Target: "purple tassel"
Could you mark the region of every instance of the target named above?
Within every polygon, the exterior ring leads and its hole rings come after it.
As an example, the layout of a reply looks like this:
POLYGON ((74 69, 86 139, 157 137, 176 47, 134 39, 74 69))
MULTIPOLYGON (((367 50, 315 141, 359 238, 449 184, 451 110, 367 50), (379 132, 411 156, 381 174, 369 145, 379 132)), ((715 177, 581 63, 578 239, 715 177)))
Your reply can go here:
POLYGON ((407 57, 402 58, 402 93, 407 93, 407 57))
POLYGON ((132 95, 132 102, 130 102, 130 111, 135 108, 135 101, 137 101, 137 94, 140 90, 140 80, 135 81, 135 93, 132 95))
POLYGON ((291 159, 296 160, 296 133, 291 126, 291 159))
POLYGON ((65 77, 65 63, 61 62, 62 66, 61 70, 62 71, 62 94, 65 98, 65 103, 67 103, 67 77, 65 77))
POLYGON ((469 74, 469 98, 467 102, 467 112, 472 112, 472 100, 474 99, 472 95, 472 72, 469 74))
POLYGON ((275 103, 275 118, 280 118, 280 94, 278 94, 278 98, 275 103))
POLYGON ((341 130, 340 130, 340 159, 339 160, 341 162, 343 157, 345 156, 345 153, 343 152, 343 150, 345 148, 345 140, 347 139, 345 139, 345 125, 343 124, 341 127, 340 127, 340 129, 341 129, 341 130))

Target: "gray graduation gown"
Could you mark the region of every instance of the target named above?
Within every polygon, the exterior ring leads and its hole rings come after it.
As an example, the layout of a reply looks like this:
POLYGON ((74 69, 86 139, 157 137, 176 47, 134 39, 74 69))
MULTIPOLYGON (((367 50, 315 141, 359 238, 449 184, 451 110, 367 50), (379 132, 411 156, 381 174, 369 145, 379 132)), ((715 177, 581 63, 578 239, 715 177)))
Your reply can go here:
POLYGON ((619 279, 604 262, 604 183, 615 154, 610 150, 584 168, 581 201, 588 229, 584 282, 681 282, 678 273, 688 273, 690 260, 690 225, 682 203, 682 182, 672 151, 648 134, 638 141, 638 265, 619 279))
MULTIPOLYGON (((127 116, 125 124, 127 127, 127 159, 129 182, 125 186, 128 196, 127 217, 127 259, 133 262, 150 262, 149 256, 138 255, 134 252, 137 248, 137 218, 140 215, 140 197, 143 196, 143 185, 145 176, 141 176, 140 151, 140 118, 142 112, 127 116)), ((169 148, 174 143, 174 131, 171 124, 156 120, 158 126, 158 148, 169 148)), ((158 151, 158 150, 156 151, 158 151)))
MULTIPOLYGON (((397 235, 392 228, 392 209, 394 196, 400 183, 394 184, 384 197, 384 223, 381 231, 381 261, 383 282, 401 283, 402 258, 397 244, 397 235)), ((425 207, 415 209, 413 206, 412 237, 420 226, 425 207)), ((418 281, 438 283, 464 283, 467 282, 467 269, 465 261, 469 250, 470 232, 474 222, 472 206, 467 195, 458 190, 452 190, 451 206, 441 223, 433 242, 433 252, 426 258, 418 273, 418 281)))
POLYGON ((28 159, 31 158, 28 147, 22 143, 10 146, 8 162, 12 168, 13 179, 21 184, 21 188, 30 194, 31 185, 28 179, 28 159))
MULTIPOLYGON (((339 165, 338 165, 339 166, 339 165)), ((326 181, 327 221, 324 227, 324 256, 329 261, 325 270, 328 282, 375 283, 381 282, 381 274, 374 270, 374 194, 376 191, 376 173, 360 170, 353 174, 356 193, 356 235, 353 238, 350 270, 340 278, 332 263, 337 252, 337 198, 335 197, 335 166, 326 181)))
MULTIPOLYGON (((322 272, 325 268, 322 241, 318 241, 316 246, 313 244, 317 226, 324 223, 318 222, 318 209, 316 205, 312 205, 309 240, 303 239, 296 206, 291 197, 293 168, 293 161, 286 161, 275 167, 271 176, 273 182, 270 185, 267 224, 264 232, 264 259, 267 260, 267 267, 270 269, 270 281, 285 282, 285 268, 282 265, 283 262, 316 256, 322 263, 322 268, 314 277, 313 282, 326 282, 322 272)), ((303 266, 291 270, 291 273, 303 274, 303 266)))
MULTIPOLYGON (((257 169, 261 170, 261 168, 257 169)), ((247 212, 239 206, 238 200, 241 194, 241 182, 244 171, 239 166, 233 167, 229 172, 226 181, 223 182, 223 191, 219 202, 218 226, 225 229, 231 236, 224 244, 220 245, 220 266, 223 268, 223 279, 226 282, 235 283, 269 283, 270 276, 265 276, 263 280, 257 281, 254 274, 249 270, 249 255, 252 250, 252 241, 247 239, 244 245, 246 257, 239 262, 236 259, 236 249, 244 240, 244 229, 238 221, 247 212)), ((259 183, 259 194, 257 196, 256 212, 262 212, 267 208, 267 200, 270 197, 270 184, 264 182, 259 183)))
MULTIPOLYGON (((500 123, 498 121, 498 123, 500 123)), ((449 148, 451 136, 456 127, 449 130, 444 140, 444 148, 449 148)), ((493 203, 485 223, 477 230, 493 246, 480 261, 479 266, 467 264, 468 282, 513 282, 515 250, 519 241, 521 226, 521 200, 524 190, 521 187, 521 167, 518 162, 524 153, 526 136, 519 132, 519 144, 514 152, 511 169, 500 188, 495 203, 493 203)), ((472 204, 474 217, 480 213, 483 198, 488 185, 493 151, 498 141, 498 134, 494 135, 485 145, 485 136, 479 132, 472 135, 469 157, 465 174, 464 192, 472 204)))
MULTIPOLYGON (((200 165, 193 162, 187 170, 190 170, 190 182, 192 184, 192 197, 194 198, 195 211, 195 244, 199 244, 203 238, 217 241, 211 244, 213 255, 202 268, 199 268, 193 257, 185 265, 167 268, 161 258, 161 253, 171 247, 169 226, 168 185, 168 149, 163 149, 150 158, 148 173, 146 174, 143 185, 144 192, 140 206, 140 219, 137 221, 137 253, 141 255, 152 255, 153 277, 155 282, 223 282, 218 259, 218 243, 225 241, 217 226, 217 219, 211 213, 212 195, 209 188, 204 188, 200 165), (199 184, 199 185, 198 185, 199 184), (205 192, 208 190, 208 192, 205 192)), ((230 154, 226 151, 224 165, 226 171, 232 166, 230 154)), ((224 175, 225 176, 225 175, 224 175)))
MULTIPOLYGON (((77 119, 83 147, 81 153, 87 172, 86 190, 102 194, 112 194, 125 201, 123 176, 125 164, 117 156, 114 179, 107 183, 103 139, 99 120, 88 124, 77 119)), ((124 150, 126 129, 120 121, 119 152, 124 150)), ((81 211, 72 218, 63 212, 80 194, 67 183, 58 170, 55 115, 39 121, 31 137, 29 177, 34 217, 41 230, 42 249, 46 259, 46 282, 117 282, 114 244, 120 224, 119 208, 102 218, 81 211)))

=== Exercise goal ===
Rescale the data from its start through the line containing "POLYGON ((407 57, 402", both ends included, and write out every one of those lines again. Multiply each coordinate in the answer by 1.45 and round to whole numbers with halves going up, leaving all numbers in the request and its sample layouts as they are.

=== Output for this exercise ===
Target: "purple tassel"
Could you mark the region of every instance of the target named above?
Within every polygon, the exterior ring leads and its hole rings come after it.
As an example, the layout of a reply looks like this:
POLYGON ((74 69, 86 139, 157 137, 176 47, 134 39, 74 69))
MULTIPOLYGON (((367 50, 315 141, 359 238, 449 184, 451 110, 367 50), (379 132, 411 156, 381 174, 369 145, 379 132)), ((715 177, 581 63, 578 239, 715 177)))
Your reply can go here:
POLYGON ((590 83, 583 84, 583 135, 590 135, 590 83))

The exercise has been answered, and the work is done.